EXERCISE GOAL -> Each entry below must appear in the answer exactly as written.
RAW DATA Start Marker
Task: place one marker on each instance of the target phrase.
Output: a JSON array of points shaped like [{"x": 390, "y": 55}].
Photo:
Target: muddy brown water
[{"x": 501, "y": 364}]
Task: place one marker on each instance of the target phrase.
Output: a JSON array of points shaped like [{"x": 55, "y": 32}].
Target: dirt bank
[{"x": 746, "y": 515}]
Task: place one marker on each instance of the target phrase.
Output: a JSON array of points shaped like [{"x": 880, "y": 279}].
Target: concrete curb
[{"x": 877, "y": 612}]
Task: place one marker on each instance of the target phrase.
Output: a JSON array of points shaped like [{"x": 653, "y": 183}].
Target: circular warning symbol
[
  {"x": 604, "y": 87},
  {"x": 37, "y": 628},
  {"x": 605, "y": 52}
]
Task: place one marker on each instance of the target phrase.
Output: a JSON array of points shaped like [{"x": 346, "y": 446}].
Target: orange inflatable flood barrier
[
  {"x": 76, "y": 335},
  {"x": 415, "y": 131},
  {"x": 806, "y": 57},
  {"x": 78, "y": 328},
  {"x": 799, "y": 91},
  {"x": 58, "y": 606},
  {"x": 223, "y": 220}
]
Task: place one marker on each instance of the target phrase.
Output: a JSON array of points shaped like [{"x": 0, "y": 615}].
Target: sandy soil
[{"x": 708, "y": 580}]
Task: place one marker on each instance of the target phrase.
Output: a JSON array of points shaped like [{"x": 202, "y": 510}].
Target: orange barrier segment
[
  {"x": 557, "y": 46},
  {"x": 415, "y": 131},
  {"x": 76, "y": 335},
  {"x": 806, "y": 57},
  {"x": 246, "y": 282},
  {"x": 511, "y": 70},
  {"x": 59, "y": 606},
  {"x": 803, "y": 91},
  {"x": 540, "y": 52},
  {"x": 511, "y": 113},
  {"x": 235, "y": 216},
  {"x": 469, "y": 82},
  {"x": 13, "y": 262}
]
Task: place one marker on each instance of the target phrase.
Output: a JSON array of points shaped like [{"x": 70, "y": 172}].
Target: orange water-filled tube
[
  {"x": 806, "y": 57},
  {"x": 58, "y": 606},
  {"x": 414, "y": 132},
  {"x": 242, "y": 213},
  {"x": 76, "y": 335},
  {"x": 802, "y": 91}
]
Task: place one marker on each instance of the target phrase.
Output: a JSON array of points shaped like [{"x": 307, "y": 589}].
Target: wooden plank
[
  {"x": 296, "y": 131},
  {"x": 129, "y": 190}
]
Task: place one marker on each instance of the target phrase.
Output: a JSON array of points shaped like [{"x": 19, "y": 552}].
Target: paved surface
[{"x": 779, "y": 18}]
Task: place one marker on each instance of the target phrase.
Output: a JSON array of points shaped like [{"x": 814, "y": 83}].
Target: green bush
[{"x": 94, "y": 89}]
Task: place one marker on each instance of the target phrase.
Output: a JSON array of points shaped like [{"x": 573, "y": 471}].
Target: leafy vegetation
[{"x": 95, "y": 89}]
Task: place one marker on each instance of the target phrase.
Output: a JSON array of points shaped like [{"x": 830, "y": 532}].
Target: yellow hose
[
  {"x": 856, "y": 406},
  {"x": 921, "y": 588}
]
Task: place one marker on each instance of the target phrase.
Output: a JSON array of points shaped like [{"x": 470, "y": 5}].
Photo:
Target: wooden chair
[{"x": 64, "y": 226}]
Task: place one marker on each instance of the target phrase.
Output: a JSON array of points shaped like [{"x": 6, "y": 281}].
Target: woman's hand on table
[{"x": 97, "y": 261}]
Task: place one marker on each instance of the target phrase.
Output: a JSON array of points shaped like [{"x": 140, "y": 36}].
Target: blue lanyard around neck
RAW DATA End Marker
RESPONSE TO THIS TASK ->
Task: place one marker on each instance of the target phrase.
Output: a JSON array of points shaped like [{"x": 390, "y": 55}].
Photo:
Target: muddy brown water
[{"x": 501, "y": 364}]
Task: place one marker on each instance of the target phrase.
Output: a JSON array of points shaped like [{"x": 55, "y": 32}].
Target: dirt bank
[{"x": 746, "y": 515}]
Task: place one marker on each instance of the target phrase.
Output: a JSON array of points shaped like [{"x": 880, "y": 279}].
Target: concrete curb
[{"x": 877, "y": 612}]
Task: place one marker on each instance of the target phrase.
Output: a JSON array of points shaped like [{"x": 653, "y": 183}].
Target: circular warning symbol
[
  {"x": 604, "y": 87},
  {"x": 37, "y": 628},
  {"x": 605, "y": 52}
]
Task: place one marker on each instance of the target phrase.
Output: a JSON array of points shaped like [{"x": 346, "y": 446}].
Target: orange inflatable flood barrier
[
  {"x": 76, "y": 335},
  {"x": 415, "y": 131},
  {"x": 806, "y": 57},
  {"x": 78, "y": 328},
  {"x": 799, "y": 91},
  {"x": 58, "y": 606},
  {"x": 223, "y": 220}
]
Task: place one marker on each instance of the target phrase.
Output: a JSON array of points shaped like [{"x": 0, "y": 615}].
Target: sandy soil
[{"x": 708, "y": 580}]
Task: place one marker on each instance of the target phrase.
Output: a JSON array of points shaped like [{"x": 202, "y": 510}].
Target: orange barrier segment
[
  {"x": 557, "y": 46},
  {"x": 415, "y": 131},
  {"x": 76, "y": 335},
  {"x": 806, "y": 57},
  {"x": 246, "y": 282},
  {"x": 511, "y": 70},
  {"x": 59, "y": 606},
  {"x": 803, "y": 91},
  {"x": 540, "y": 52},
  {"x": 511, "y": 113},
  {"x": 235, "y": 216},
  {"x": 469, "y": 82},
  {"x": 13, "y": 262}
]
Task: place one marker on each instance of the target phrase.
Output: a JSON array of points shaped like [{"x": 70, "y": 172}].
Target: orange water-filled tube
[
  {"x": 806, "y": 57},
  {"x": 58, "y": 606},
  {"x": 414, "y": 132},
  {"x": 242, "y": 213},
  {"x": 76, "y": 335},
  {"x": 802, "y": 91}
]
Task: place one marker on each instance of the target phrase.
Output: a JSON array of points shaped like [{"x": 307, "y": 589}].
Target: wooden plank
[
  {"x": 296, "y": 131},
  {"x": 129, "y": 190}
]
Task: place one marker on each instance of the target phrase.
Output: a JSON array of points shaped like [{"x": 19, "y": 552}].
Target: paved surface
[{"x": 779, "y": 18}]
Task: place one marker on each instance of the target phrase.
Output: a JSON array of points shaped like [{"x": 814, "y": 83}].
Target: green bush
[{"x": 94, "y": 89}]
Task: place one marker on each instance of the target phrase.
Output: a JSON array of points shaped like [{"x": 573, "y": 471}].
Target: leafy vegetation
[{"x": 95, "y": 89}]
Task: place one marker on each instance of the target phrase.
Output: a JSON array of points shaped like [{"x": 830, "y": 532}].
Target: yellow hose
[
  {"x": 856, "y": 406},
  {"x": 921, "y": 588}
]
Task: place one marker on each instance of the target phrase.
Output: a JSON array of points shaped like [{"x": 470, "y": 5}].
Photo:
Target: wooden chair
[{"x": 64, "y": 226}]
Task: place one marker on each instance of the target phrase.
Output: a JSON array of points shaped like [{"x": 6, "y": 281}].
Target: woman's hand on table
[{"x": 97, "y": 261}]
Task: place one marker on each instance of the target phrase.
Output: a JSON array of points shaped like [{"x": 140, "y": 36}].
Target: blue lanyard around neck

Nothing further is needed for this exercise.